#### [Set problem]
Omit the pictures and extract only the lines from the line containing "--target dark chocolate piece" to the end of the material, each exactly as written.

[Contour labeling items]
+ + + +
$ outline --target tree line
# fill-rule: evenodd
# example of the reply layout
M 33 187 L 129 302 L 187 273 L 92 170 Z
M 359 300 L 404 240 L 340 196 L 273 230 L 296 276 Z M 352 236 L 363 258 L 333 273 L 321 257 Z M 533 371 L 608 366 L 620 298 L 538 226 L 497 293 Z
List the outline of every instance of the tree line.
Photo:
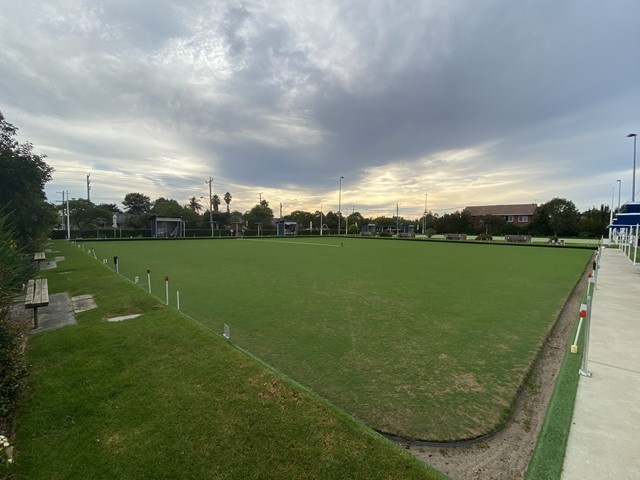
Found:
M 226 192 L 222 198 L 213 195 L 211 201 L 206 198 L 191 197 L 185 205 L 174 199 L 160 197 L 154 201 L 149 196 L 134 192 L 125 195 L 124 227 L 132 229 L 148 229 L 151 216 L 181 217 L 188 229 L 210 229 L 213 222 L 216 229 L 231 229 L 240 223 L 245 230 L 256 230 L 260 224 L 261 231 L 269 234 L 275 231 L 275 215 L 269 202 L 262 199 L 250 210 L 240 212 L 231 210 L 233 196 Z M 226 211 L 220 209 L 222 201 L 226 204 Z M 59 209 L 63 209 L 60 206 Z M 88 200 L 71 200 L 69 202 L 70 219 L 74 229 L 110 228 L 113 213 L 123 213 L 115 204 L 93 205 Z M 282 216 L 285 221 L 298 223 L 301 232 L 319 233 L 322 226 L 331 233 L 338 231 L 340 222 L 341 233 L 357 234 L 363 225 L 374 224 L 378 232 L 395 233 L 404 225 L 413 225 L 416 233 L 428 235 L 443 233 L 465 233 L 468 235 L 532 235 L 546 237 L 599 237 L 606 235 L 610 219 L 608 205 L 592 207 L 580 212 L 575 204 L 564 198 L 554 198 L 539 205 L 532 221 L 525 226 L 508 222 L 504 217 L 487 215 L 472 218 L 464 209 L 453 213 L 439 215 L 429 212 L 425 217 L 406 218 L 402 216 L 365 216 L 359 211 L 339 212 L 319 210 L 310 212 L 295 210 Z M 426 232 L 422 230 L 426 226 Z M 326 232 L 327 230 L 325 230 Z

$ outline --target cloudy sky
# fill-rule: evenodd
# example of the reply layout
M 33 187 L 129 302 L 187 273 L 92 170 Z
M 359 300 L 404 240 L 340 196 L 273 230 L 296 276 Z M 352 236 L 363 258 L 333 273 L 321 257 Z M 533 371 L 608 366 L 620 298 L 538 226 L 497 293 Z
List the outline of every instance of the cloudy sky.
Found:
M 0 0 L 47 186 L 284 212 L 631 198 L 637 0 Z M 638 182 L 640 183 L 640 182 Z M 640 186 L 636 186 L 640 193 Z M 428 195 L 428 196 L 426 196 Z M 206 203 L 206 200 L 203 201 Z

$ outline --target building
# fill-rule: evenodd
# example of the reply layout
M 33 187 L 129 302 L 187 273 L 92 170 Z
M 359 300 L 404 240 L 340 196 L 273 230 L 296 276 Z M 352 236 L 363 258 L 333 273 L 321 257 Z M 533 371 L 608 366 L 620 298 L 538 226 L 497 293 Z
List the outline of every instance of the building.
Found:
M 464 212 L 471 216 L 471 220 L 476 223 L 482 217 L 495 216 L 502 217 L 505 222 L 512 223 L 518 227 L 523 227 L 531 223 L 533 214 L 536 213 L 535 203 L 519 203 L 514 205 L 480 205 L 466 207 Z

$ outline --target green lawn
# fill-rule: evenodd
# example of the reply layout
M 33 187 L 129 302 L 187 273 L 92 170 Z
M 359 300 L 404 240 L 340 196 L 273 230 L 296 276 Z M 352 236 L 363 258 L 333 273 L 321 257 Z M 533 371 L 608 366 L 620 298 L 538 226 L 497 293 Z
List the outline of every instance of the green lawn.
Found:
M 342 246 L 341 246 L 342 245 Z M 307 238 L 86 242 L 120 273 L 380 431 L 506 419 L 591 251 Z
M 98 308 L 29 338 L 0 478 L 444 478 L 78 248 L 54 249 L 50 293 Z M 106 321 L 125 313 L 143 315 Z

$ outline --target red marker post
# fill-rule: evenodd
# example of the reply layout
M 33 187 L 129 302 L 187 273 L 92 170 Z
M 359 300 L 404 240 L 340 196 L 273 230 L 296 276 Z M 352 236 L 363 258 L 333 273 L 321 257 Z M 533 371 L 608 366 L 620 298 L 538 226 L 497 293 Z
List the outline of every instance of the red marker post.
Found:
M 164 276 L 164 290 L 165 290 L 166 305 L 169 305 L 169 275 Z

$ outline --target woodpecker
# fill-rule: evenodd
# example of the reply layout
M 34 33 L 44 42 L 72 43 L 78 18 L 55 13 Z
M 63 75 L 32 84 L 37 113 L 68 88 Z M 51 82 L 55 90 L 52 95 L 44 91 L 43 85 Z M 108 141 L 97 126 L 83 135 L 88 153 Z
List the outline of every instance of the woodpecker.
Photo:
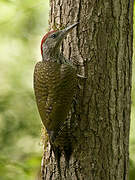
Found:
M 67 143 L 68 133 L 65 133 L 69 131 L 69 127 L 65 130 L 65 126 L 77 87 L 76 67 L 61 54 L 60 45 L 77 25 L 75 23 L 63 30 L 50 31 L 43 37 L 42 61 L 34 69 L 36 103 L 58 165 L 62 150 L 67 161 L 71 155 L 71 148 Z

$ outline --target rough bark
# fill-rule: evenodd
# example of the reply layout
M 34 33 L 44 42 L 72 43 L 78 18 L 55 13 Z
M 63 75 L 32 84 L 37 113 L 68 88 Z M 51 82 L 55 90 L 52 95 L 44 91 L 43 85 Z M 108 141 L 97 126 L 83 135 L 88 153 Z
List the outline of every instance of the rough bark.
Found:
M 87 79 L 72 108 L 69 169 L 62 158 L 59 177 L 46 143 L 42 179 L 128 180 L 133 1 L 50 0 L 50 6 L 51 27 L 80 22 L 62 51 Z

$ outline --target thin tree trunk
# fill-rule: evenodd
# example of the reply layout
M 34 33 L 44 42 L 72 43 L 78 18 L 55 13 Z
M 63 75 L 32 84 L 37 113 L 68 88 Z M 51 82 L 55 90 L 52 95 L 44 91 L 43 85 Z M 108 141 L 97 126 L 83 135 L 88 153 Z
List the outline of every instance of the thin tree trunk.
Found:
M 69 169 L 61 159 L 61 179 L 128 180 L 133 1 L 50 0 L 50 6 L 51 27 L 80 22 L 62 51 L 87 77 L 72 108 L 76 143 Z M 45 144 L 42 179 L 60 179 Z

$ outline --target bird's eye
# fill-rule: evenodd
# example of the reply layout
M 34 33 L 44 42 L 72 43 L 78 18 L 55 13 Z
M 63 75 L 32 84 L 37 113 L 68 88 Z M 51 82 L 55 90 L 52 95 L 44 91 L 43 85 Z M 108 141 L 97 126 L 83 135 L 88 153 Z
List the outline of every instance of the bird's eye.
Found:
M 55 39 L 56 38 L 56 34 L 52 34 L 51 38 Z

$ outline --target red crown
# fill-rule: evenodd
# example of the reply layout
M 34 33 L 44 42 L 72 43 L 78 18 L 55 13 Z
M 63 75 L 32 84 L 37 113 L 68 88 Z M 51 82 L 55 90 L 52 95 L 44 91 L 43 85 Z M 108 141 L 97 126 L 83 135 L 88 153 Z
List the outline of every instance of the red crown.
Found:
M 56 32 L 56 30 L 50 31 L 48 33 L 46 33 L 41 41 L 41 55 L 43 56 L 43 49 L 42 49 L 42 45 L 45 42 L 45 40 L 48 38 L 48 36 L 52 33 Z

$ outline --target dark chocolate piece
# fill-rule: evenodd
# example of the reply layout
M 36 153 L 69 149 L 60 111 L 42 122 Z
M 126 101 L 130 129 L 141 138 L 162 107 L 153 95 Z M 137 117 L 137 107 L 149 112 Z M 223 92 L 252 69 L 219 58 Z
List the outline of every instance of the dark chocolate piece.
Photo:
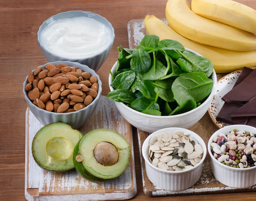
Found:
M 254 97 L 231 115 L 231 118 L 256 117 L 256 97 Z
M 223 105 L 216 120 L 230 124 L 245 124 L 248 118 L 232 118 L 230 116 L 242 106 L 236 103 L 226 103 Z
M 248 102 L 256 96 L 256 71 L 253 72 L 221 99 L 227 103 Z
M 241 82 L 242 82 L 242 81 L 244 79 L 245 79 L 253 71 L 253 69 L 252 69 L 247 68 L 247 67 L 244 67 L 239 75 L 239 77 L 237 78 L 237 80 L 236 80 L 236 82 L 235 85 L 234 85 L 233 88 L 235 87 Z

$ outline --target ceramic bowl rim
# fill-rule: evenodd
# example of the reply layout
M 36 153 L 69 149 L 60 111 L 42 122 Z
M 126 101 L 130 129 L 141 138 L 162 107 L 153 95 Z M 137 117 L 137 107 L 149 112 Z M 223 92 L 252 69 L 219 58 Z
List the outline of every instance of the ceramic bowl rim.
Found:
+ + + +
#### [Reply]
$ outline --target dark chocolate piece
# fill-rule: evenodd
# example of the reply layout
M 36 153 L 69 149 L 60 111 L 42 122 Z
M 126 101 L 130 129 L 141 138 L 162 107 L 153 95 Z M 137 117 L 137 107 L 149 112 Z M 223 92 L 252 69 L 219 58 Z
List the outline of every instance of the dark chocolate piece.
Photo:
Found:
M 254 97 L 231 115 L 231 118 L 256 117 L 256 97 Z
M 223 105 L 216 120 L 230 124 L 245 124 L 248 118 L 232 118 L 230 116 L 242 106 L 236 103 L 226 103 Z
M 248 102 L 256 96 L 256 71 L 253 72 L 221 99 L 227 103 Z
M 241 82 L 242 82 L 242 81 L 244 79 L 245 79 L 253 71 L 253 69 L 252 69 L 247 68 L 247 67 L 244 67 L 239 75 L 239 77 L 237 78 L 237 80 L 236 80 L 236 82 L 235 85 L 234 85 L 233 88 L 235 87 Z

$ outline --target ceramic bowl rim
# fill-rule: evenodd
# example of the reply layout
M 36 153 L 69 149 L 60 111 L 42 122 Z
M 126 101 L 130 129 L 141 138 L 162 107 L 153 95 Z M 137 117 L 137 107 L 149 112 Z M 223 92 L 252 69 L 219 58 Z
List the outline of every instance of the ceramic bowl rim.
Found:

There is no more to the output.